== EXTRACT ==
BCL in Java

Topics covered in this chapter:

New object-oriented solver API

In Xpress 9.4 the Java API to the Xpress Solver was extended to allow the creation of an optimization problem in a more object-oriented fashion. The new API is fully integrated with the low-level Xpress Solver API, including full support for nonlinear problems, and has been designed for high performance. The new API is a replacement for BCL, which will be deprecated in future Xpress releases.

For more information, see the Solver Java User Guide.

An overview of BCL in Java

Much as for the C++ interface, the Java interface of BCL provides the full functionality of the C version except for the data input, output and error handling for which the standard Java system functions can be used. The C modeling objects, such as variables, constraints and problems, are again converted into classes, and their associated functions into methods of the corresponding class in Java.

Whereas in C++ it is possible to use C functions, such as printf or XPRBprintf for printing output, all code in Java programs must be written in Java itself. In addition, in Java it is not possible to overload the algebraic operators as has been done for the definition of constraints in C++. Instead, the Java interface provides a set of simple methods like add or eql that have been overloaded to accept various types and numbers of parameters.
===
== GIVEN INFORMATION ==
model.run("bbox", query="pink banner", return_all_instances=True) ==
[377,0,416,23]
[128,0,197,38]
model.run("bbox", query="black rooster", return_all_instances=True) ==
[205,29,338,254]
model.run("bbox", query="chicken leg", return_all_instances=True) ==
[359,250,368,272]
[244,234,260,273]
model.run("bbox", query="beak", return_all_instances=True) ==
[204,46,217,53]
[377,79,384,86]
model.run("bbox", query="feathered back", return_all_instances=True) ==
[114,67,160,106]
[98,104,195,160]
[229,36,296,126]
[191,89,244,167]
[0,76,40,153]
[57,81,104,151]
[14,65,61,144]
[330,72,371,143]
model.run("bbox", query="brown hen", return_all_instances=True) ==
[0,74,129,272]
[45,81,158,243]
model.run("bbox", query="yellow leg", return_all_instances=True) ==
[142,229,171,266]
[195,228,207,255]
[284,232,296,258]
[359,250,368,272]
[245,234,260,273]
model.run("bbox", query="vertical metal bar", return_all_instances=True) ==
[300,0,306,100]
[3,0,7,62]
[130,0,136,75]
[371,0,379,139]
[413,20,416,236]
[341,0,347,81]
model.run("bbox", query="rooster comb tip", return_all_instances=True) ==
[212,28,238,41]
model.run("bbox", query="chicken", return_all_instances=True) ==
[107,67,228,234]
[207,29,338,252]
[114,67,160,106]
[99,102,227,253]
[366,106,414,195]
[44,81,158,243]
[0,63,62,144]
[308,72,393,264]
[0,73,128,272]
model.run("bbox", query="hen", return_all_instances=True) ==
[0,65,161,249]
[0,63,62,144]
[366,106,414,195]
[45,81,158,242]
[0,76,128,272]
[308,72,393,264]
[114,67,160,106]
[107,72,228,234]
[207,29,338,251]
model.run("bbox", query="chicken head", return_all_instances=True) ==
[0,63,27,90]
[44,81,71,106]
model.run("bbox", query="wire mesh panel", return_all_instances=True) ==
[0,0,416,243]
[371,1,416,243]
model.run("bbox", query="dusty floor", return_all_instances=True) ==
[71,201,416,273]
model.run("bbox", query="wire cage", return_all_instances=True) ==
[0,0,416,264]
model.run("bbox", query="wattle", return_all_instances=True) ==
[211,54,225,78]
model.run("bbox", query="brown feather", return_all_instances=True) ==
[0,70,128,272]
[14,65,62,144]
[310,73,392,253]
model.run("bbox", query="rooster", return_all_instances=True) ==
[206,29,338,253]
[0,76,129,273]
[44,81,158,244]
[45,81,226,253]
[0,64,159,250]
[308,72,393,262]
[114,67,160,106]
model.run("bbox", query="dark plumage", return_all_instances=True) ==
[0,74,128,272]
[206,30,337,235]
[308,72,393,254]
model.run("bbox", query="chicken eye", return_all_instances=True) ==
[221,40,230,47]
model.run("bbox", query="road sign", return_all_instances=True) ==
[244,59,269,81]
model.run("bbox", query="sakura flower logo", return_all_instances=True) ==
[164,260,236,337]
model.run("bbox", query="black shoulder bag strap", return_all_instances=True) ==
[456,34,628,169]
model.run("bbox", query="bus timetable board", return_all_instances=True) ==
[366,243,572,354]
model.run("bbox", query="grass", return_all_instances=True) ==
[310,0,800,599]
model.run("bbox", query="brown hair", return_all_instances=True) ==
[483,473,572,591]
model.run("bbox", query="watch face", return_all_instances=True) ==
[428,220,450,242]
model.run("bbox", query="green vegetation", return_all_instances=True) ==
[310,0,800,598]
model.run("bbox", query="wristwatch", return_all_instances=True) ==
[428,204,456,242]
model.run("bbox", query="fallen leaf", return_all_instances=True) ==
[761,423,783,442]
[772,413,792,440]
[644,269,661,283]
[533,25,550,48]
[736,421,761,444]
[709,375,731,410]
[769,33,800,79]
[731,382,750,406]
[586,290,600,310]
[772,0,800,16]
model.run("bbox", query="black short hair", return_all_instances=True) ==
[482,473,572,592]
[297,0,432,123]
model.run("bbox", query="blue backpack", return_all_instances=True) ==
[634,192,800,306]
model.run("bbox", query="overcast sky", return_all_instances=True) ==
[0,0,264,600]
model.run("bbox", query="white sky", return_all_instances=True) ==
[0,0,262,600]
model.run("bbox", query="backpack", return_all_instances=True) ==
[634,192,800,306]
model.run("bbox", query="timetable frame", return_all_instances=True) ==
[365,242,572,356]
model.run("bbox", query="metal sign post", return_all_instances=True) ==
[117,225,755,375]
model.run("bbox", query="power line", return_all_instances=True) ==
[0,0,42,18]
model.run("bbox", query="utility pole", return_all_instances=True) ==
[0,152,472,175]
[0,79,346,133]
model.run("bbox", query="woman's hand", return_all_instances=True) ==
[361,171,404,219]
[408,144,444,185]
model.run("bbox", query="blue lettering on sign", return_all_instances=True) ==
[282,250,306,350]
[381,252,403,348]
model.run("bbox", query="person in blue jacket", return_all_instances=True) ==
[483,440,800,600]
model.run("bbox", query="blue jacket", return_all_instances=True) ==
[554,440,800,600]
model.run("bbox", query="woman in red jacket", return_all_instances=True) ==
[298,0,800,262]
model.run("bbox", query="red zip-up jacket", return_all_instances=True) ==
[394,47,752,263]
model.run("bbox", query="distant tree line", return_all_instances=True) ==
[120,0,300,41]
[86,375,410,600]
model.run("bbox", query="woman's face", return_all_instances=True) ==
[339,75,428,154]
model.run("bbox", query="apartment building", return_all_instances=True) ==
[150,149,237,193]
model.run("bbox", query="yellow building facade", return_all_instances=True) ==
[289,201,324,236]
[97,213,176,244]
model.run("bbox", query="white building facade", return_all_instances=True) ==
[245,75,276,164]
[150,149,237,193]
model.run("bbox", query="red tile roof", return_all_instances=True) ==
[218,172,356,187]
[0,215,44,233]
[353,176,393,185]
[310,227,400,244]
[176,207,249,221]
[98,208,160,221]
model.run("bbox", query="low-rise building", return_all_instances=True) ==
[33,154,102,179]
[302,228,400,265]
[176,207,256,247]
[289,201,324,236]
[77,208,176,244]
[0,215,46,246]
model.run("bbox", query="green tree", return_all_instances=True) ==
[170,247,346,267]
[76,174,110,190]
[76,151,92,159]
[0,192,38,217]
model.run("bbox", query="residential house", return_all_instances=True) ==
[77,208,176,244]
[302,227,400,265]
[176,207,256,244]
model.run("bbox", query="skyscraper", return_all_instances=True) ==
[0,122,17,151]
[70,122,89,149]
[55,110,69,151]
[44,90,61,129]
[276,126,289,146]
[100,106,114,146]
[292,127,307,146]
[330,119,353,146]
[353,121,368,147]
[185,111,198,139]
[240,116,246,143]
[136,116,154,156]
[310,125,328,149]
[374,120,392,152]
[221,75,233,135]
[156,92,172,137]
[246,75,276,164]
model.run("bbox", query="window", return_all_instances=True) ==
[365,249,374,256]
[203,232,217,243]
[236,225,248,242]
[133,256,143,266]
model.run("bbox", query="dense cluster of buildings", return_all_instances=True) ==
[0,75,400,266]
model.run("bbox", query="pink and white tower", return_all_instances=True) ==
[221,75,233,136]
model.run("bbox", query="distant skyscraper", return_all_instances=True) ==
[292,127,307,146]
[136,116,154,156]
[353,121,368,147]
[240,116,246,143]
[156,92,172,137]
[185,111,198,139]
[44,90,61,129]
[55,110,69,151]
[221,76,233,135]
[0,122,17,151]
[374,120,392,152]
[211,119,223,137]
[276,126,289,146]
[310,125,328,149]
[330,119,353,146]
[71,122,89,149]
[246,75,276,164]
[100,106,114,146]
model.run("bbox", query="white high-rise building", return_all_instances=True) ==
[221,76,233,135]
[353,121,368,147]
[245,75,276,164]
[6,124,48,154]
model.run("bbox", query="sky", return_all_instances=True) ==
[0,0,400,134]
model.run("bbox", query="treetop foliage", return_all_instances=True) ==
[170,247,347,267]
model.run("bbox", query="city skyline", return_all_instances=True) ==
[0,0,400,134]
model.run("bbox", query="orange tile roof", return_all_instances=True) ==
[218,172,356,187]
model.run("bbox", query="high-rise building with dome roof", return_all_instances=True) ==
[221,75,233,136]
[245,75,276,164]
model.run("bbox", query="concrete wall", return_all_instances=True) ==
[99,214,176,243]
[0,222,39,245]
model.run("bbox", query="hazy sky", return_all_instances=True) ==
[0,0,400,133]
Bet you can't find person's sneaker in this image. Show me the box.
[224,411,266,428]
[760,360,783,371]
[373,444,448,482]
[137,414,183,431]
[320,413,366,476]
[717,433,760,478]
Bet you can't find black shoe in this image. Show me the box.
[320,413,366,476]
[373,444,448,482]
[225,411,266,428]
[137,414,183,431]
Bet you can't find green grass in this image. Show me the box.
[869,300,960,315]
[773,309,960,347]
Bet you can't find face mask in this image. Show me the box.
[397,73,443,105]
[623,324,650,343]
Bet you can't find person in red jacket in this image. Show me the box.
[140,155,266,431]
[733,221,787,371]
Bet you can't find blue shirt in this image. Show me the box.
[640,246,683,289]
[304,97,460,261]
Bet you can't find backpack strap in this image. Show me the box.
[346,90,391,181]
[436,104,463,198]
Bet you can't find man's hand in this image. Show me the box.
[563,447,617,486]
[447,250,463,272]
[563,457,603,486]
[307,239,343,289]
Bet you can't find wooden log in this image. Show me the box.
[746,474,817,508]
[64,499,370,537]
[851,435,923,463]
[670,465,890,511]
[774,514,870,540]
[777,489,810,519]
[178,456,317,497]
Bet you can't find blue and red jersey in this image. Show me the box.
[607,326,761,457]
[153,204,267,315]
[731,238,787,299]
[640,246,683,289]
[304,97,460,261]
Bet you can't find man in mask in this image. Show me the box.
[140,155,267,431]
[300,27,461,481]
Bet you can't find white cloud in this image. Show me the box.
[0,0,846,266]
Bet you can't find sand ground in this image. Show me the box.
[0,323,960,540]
===
* [TASKS]:
**a)** In the BCL in Java page, what does the Java interface offer in place of overloaded algebraic operators for defining constraints?
**b)** Carry on the BCL in Java page from its final sentence.
The listing was drawn from another source than the BCL in Java page.

* [RESPONSES TO THE TASKS]:
**a)** It offers a set of simple methods like add or eql that are overloaded to accept various types and numbers of parameters.

**b)**
The names for classes and methods in Java have been formed in the same way as those of their counterparts in C++: All Java classes that have a direct correspondence with modeling objects in BCL (namely XPRBprob, XPRBvar, XPRBctr, XPRBcut, XPRBsol, XPRBsos, XPRBindexSet, XPRBbasis) take the same names, with the exception of XPRBindexSet. In the names of the methods the prefix XPRB has been dropped, as have references to the type of the object. For example, function XPRBgetvarname is turned into the method getName of class XPRBvar.

All Java BCL classes are contained in the package com.dashoptimization. To use the (short) class names, it is recommended to add the line

import com.dashoptimization.*;

at the beginning of every program that uses the Java classes of BCL.

The C++ classes and their methods documented in section C++ class reference correspond to a large extend to the classes defined by the Java interface, with some additional classes in the Java version. A comprehensive documentation of the BCL Java interface is available online at the BCL JavaDoc section.

Example

An example of use of BCL in Java is the following, which again constructs the example described in Chapter Modeling with BCL. Contrary to the C and C++ versions, BCL Java needs to be initialized explicitly by creating an instance of XPRB.
If a BCL Java model is embedded into an application we recommend to use explicit finalization on the XPRBprob object once it is no longer needed to free up the memory used by it (particularly, the memory used by the underlying C structures that are not taken into account by the automated garbage collection in Java). Alternatively, a problem can be reset to free up the memory used by the optimization and solution data without removing the problem definition itself.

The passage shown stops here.